+++ Exercise materials
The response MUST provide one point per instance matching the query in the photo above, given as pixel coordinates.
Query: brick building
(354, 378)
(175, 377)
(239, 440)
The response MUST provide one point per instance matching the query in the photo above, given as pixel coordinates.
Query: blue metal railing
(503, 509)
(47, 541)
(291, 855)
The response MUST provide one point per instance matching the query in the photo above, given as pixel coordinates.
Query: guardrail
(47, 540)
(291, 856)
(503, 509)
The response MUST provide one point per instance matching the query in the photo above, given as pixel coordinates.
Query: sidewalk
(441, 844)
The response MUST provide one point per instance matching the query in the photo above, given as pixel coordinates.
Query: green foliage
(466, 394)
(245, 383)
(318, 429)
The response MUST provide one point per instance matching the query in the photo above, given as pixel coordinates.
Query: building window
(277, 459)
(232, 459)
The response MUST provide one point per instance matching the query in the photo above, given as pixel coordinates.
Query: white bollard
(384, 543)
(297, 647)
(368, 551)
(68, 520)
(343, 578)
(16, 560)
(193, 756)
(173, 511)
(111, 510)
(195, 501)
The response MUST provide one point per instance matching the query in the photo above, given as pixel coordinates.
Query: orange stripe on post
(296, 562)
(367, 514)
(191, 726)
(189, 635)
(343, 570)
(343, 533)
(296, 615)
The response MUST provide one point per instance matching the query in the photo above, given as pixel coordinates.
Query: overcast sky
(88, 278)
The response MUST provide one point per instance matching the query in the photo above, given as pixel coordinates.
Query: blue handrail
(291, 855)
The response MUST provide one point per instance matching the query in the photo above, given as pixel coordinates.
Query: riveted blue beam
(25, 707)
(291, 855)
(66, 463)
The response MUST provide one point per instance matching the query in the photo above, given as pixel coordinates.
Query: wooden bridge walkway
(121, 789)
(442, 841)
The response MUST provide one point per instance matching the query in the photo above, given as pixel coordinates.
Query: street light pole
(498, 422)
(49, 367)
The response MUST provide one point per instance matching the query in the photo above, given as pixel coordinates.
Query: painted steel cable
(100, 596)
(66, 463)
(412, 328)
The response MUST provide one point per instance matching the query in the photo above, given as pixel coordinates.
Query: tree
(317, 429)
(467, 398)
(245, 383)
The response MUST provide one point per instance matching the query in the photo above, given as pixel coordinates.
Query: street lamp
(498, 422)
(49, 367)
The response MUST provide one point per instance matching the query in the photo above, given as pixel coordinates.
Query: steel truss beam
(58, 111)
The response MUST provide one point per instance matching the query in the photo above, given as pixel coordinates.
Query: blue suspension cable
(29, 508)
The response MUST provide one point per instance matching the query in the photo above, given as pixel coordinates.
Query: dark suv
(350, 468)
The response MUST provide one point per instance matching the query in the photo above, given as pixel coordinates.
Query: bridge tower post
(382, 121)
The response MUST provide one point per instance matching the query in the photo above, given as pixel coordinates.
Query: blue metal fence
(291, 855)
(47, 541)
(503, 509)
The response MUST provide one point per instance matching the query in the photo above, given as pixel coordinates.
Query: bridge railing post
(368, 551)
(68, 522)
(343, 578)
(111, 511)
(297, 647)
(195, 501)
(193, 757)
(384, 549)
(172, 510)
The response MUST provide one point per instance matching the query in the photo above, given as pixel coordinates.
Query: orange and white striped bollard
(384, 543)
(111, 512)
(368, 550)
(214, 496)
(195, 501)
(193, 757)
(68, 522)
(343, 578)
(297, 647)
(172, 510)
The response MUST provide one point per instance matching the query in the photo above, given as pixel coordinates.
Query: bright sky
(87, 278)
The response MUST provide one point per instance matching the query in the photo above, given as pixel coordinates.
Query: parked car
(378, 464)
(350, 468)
++++++
Request:
Determine how many lines of the records contain the string "railing", counting only matches with the same letter case. Give the number alone.

Solved problem:
2